Everything from the line that contains "Expected: one point per instance of the statue" to the end of the listing below, both ends included, is to be transcribed word for word, and nothing else.

━━━━━━

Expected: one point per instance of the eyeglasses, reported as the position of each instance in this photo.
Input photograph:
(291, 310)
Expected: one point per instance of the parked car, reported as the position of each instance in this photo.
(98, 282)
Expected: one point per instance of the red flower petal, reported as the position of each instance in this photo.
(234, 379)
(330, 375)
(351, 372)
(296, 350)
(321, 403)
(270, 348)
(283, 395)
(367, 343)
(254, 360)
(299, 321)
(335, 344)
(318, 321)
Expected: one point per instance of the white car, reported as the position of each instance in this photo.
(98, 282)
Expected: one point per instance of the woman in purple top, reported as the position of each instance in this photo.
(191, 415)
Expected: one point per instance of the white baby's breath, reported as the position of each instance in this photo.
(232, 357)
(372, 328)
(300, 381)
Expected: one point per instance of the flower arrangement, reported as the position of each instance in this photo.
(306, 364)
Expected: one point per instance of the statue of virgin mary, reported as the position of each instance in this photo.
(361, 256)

━━━━━━

# EXERCISE RESULT
Expected: one point per instance of the statue of virgin mary, reported as the position of each instance in this photo.
(361, 256)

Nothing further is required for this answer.